(Work item) Set out each line from the following listing that includes the word "block".

(Task data)

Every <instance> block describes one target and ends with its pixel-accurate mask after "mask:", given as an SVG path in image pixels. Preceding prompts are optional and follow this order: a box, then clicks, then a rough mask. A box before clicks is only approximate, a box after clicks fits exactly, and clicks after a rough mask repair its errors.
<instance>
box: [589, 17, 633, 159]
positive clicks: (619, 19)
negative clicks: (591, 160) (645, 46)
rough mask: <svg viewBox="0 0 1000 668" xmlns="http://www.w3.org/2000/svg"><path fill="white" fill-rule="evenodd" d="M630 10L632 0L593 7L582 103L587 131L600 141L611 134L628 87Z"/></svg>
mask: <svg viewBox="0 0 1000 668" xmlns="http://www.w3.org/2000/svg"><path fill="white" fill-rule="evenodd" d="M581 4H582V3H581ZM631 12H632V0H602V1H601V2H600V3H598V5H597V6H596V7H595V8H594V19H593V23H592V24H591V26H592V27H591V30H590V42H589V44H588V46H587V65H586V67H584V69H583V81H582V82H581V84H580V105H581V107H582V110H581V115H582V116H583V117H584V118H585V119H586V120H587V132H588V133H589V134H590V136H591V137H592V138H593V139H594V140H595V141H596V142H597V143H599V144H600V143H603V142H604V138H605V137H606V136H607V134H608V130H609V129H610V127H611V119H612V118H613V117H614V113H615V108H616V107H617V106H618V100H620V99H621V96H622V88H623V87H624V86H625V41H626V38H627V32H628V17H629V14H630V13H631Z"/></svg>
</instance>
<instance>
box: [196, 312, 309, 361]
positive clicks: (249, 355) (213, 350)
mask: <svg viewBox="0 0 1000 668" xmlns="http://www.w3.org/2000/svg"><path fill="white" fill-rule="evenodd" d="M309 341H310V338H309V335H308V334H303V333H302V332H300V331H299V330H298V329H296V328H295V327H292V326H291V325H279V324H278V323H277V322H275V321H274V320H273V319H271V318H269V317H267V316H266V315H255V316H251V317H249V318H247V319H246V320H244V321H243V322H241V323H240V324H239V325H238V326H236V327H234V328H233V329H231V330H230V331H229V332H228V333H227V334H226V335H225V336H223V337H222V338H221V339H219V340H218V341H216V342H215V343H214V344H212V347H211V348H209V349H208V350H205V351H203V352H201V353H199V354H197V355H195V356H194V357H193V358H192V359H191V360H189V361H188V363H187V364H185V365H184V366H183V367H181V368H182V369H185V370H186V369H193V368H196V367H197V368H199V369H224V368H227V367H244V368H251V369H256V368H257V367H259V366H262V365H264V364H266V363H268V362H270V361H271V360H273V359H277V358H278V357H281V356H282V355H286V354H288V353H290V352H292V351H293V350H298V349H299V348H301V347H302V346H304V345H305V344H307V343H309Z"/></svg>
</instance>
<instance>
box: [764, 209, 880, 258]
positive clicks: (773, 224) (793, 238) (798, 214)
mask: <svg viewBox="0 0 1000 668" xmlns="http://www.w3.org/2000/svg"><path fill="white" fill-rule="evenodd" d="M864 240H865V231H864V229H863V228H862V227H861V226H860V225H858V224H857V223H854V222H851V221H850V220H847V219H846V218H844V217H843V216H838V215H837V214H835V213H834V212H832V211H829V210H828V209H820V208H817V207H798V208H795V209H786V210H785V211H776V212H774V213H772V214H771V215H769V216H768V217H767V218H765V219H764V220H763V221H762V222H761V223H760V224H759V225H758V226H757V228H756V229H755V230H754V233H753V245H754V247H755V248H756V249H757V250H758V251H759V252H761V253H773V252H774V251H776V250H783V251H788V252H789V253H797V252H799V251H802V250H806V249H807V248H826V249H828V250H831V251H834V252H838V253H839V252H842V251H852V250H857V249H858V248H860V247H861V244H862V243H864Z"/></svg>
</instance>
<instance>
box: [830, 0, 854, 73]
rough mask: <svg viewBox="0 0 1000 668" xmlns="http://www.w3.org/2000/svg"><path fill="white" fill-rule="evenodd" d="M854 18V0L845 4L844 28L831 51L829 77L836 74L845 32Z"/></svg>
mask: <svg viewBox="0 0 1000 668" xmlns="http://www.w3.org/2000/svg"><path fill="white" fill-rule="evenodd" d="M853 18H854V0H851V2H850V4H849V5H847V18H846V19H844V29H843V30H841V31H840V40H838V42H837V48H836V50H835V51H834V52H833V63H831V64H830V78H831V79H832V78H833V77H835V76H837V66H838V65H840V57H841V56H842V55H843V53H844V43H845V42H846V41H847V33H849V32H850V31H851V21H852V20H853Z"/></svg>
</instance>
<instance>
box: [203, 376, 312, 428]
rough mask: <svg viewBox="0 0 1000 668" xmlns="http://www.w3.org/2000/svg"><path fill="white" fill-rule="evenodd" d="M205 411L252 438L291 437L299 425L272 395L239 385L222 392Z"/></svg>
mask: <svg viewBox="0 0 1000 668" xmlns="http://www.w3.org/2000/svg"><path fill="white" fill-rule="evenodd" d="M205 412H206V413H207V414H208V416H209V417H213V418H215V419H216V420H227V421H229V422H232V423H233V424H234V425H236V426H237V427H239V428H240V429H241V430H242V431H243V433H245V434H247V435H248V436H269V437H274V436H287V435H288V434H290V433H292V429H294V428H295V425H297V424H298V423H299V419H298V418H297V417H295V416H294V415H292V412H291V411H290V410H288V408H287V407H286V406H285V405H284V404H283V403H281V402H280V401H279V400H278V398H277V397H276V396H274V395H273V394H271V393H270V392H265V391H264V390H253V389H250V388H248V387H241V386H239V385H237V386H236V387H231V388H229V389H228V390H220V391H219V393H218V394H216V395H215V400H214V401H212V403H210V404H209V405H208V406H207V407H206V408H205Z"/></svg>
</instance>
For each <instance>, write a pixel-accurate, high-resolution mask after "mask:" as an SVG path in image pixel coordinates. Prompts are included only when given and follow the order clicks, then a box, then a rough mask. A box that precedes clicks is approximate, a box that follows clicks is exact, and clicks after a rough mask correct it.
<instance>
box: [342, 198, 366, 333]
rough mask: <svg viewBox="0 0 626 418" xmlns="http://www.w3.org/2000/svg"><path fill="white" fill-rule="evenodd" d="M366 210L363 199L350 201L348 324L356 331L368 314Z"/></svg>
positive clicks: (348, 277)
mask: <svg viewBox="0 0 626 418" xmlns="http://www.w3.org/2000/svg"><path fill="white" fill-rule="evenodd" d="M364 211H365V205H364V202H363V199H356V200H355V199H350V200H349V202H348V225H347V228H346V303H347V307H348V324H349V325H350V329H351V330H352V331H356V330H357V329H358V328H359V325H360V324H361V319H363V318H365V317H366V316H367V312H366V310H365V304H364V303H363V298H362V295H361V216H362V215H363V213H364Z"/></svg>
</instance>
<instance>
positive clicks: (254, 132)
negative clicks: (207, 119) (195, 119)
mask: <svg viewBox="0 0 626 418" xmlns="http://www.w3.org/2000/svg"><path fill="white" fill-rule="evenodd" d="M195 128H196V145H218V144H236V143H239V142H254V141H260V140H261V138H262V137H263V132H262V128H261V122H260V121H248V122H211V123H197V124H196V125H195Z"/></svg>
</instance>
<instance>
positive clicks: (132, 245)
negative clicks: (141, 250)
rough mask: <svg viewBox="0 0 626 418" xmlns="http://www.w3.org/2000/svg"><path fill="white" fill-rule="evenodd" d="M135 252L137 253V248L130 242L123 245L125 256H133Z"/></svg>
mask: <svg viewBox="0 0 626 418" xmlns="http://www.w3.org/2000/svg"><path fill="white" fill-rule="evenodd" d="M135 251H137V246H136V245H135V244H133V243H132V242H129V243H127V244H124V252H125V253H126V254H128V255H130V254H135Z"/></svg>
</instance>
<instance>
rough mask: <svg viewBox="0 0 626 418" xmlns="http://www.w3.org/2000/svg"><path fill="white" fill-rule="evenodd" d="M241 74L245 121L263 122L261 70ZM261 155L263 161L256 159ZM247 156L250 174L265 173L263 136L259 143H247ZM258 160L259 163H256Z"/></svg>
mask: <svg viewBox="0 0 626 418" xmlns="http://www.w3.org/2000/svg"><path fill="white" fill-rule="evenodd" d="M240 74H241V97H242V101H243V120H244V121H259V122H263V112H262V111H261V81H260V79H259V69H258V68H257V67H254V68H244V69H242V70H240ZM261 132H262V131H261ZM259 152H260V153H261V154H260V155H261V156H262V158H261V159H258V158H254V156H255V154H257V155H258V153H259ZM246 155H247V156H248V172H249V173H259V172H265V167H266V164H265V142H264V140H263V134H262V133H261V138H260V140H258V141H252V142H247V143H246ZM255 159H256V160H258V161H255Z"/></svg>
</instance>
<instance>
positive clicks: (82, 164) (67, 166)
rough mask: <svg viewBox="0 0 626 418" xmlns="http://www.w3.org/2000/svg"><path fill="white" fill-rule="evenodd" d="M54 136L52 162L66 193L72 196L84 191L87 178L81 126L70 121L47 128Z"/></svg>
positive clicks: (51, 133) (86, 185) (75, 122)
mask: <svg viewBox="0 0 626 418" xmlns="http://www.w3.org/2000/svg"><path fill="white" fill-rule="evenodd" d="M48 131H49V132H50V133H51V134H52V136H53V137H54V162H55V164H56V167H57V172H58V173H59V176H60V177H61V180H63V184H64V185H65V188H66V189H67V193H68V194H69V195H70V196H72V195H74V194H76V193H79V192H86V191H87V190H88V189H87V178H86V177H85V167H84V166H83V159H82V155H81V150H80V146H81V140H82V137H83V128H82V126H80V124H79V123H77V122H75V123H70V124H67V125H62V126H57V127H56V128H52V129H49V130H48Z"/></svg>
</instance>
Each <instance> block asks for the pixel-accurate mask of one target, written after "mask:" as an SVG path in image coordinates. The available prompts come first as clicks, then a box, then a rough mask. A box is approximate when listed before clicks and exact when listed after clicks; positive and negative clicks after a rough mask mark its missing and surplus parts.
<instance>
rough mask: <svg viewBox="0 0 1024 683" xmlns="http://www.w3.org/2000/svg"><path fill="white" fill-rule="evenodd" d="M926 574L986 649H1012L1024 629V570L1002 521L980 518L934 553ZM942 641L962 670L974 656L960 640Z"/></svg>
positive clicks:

(Reply to the task)
Every <instance> block describes one target and ends with its pixel-accurate mask after "mask:", given as an SVG path in image pixels. Preceding prompts are optional and follow this order: a box, then clicks, then a rough mask. A box before clicks is only approximate, a box after clicks fits exactly, and clicks after a rough mask repair its errors.
Each <instance> block asks for the pixel-accurate mask of one target, written after "mask:" as an SVG path in image coordinates. The available prompts come first as clicks, then a box, then a rough mask. A box is approximate when listed before clicks and exact when listed after clicks; positive and negative clicks after a rough mask mark its missing and surplus parts.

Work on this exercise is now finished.